● Records shown:
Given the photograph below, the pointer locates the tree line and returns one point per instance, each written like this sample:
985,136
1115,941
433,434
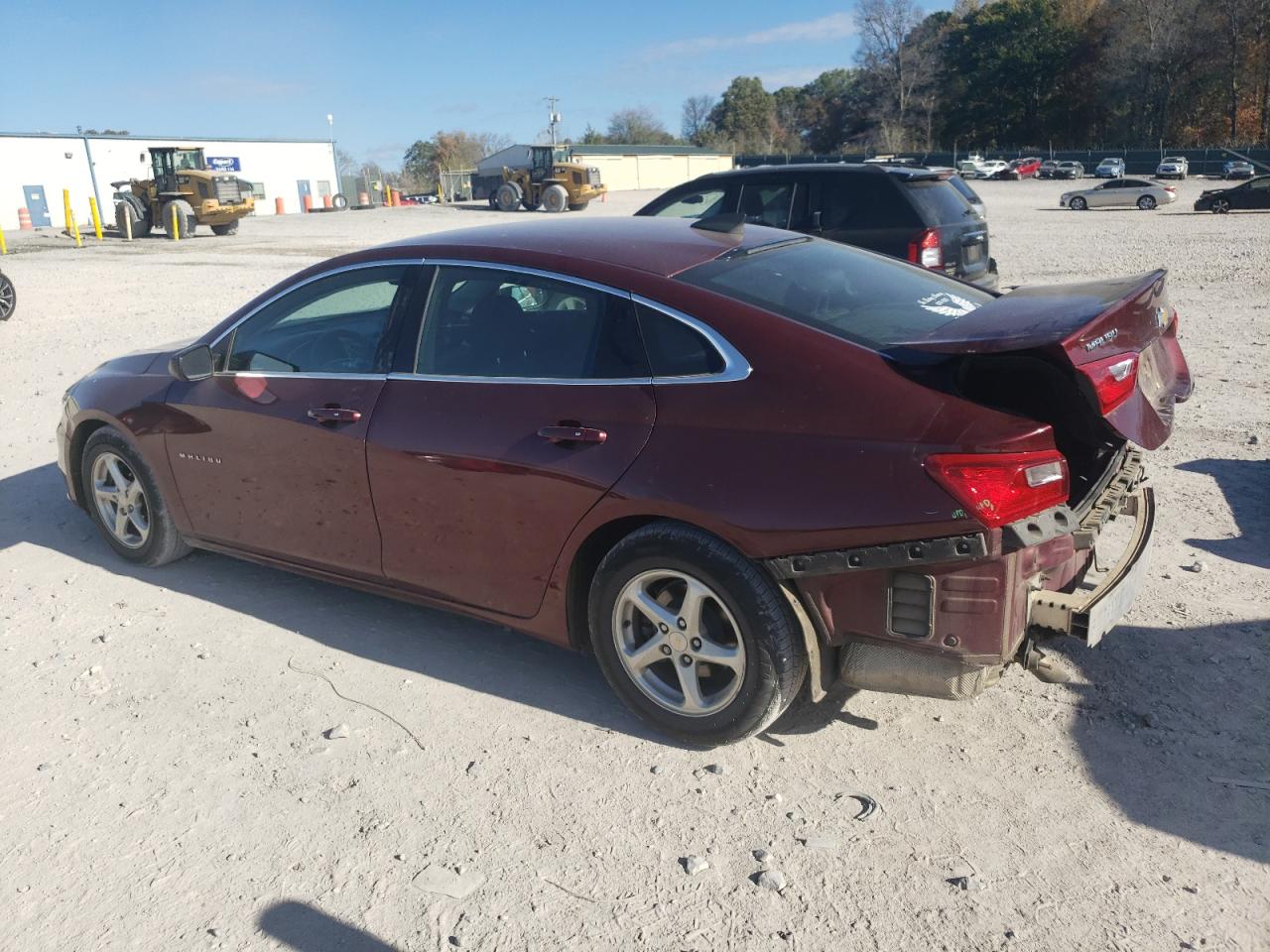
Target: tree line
1005,72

● Problem requirements: Copy all the material word for word, minus its pictures.

● Answer area:
Given the photograph below, the pointer locates the tree line and returns one point per instance, each written like this sample:
985,136
1115,941
433,434
Target: tree line
1005,72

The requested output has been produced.